--- Start of Extracted material ---
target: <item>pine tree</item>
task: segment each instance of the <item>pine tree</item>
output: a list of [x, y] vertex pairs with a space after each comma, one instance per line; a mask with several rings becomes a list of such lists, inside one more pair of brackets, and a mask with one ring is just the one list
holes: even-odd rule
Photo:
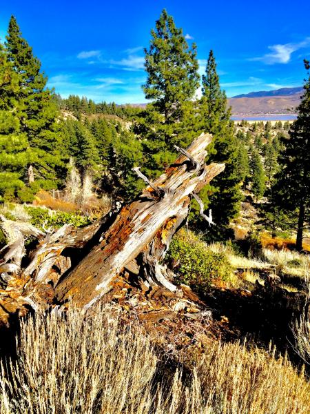
[[20, 103], [14, 98], [19, 79], [0, 43], [0, 200], [10, 199], [24, 187], [29, 159], [27, 136], [20, 131]]
[[[279, 158], [280, 172], [276, 177], [274, 194], [285, 211], [298, 212], [296, 248], [302, 249], [304, 222], [310, 215], [310, 69], [304, 60], [308, 79], [298, 107], [298, 117], [289, 130], [289, 139]], [[285, 128], [286, 127], [285, 124]]]
[[12, 16], [6, 37], [8, 59], [19, 79], [17, 98], [23, 102], [19, 117], [20, 132], [27, 136], [31, 148], [34, 177], [46, 188], [55, 188], [65, 176], [63, 146], [57, 123], [58, 108], [41, 63], [22, 37]]
[[242, 142], [238, 144], [238, 146], [236, 166], [238, 180], [244, 183], [249, 175], [249, 163], [247, 150]]
[[274, 139], [269, 139], [265, 145], [265, 172], [270, 184], [273, 175], [278, 169], [278, 151], [276, 146], [274, 145]]
[[145, 50], [147, 81], [143, 90], [152, 103], [138, 120], [138, 132], [147, 141], [144, 151], [149, 170], [162, 170], [175, 158], [174, 144], [187, 146], [197, 128], [193, 98], [199, 86], [196, 46], [189, 48], [182, 29], [163, 10]]
[[[234, 135], [234, 123], [230, 121], [231, 111], [227, 109], [226, 95], [220, 89], [212, 50], [206, 73], [203, 76], [203, 97], [199, 108], [200, 130], [214, 136], [211, 146], [208, 147], [207, 161], [225, 164], [224, 172], [212, 180], [212, 186], [206, 186], [200, 193], [205, 208], [212, 209], [216, 223], [216, 227], [209, 229], [209, 237], [223, 238], [230, 219], [239, 210], [242, 195], [238, 172], [237, 139]], [[204, 226], [202, 221], [198, 223], [200, 226]]]
[[265, 189], [265, 176], [262, 168], [260, 155], [257, 150], [254, 150], [251, 157], [251, 190], [256, 200], [264, 195]]

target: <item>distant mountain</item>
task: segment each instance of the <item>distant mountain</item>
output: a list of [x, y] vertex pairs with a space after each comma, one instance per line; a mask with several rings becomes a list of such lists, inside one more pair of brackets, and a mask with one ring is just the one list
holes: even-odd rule
[[294, 95], [302, 95], [302, 86], [298, 88], [281, 88], [275, 90], [260, 90], [259, 92], [250, 92], [249, 93], [242, 93], [240, 95], [236, 95], [233, 98], [260, 98], [262, 97], [289, 97]]

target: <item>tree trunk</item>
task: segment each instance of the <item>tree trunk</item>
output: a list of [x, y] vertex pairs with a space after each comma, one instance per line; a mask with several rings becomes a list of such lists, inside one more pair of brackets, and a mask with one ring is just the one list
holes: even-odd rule
[[299, 206], [298, 224], [296, 236], [296, 249], [300, 252], [302, 250], [302, 237], [304, 222], [304, 201], [302, 199]]
[[125, 268], [136, 269], [140, 277], [144, 272], [149, 284], [175, 289], [160, 262], [187, 217], [192, 195], [225, 168], [224, 164], [204, 164], [205, 148], [211, 141], [210, 135], [202, 134], [187, 151], [179, 148], [183, 155], [153, 183], [144, 177], [149, 186], [141, 196], [122, 208], [101, 243], [56, 286], [59, 302], [71, 297], [78, 306], [91, 306], [109, 291], [113, 278]]

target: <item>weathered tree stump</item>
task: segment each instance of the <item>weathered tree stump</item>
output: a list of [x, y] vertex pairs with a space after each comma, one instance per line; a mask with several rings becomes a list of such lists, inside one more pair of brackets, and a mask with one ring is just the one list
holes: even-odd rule
[[[176, 147], [181, 155], [154, 181], [135, 168], [147, 184], [141, 195], [119, 213], [116, 203], [109, 215], [88, 227], [65, 224], [56, 231], [41, 231], [1, 216], [0, 226], [8, 240], [0, 252], [0, 287], [6, 285], [1, 300], [18, 299], [37, 309], [46, 308], [53, 297], [60, 304], [72, 298], [87, 308], [107, 293], [122, 273], [141, 286], [143, 282], [143, 288], [159, 286], [175, 291], [172, 271], [161, 263], [173, 235], [187, 220], [192, 197], [213, 224], [211, 210], [209, 216], [204, 213], [197, 195], [225, 168], [205, 164], [205, 148], [211, 141], [210, 135], [202, 134], [187, 150]], [[38, 244], [23, 257], [27, 235], [37, 238]], [[68, 248], [71, 257], [65, 253]]]

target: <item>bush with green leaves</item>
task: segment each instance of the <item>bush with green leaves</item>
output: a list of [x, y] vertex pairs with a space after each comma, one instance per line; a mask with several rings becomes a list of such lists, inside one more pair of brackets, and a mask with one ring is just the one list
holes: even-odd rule
[[231, 265], [223, 253], [214, 253], [194, 233], [180, 231], [173, 239], [168, 252], [178, 282], [196, 290], [207, 289], [215, 280], [227, 280]]
[[90, 217], [77, 212], [52, 211], [39, 207], [25, 207], [25, 208], [31, 216], [32, 224], [39, 228], [42, 228], [42, 225], [44, 224], [47, 227], [52, 226], [59, 228], [67, 223], [72, 224], [74, 227], [84, 227], [92, 222]]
--- End of Extracted material ---
### The problem
Scale the material from its start through the line containing "136], [20, 131]]". Reproduce every line, but multiply each polygon vertex coordinate by 1.75 and round to whole numbers with halves rounded up, and leave the picture out.

### Result below
target: <item>pine tree</item>
task: segment each instance of the <item>pine tree</item>
output: a list of [x, y] vertex pairs with a space after each comma, one instance per line; a mask with several rings becomes a list of such lists, inside one more pair of brackets, and a mask with one ring is just the one list
holes: even-odd rule
Photo:
[[35, 180], [25, 172], [33, 138], [0, 75], [0, 350], [18, 348], [42, 327], [51, 278], [47, 238], [35, 229]]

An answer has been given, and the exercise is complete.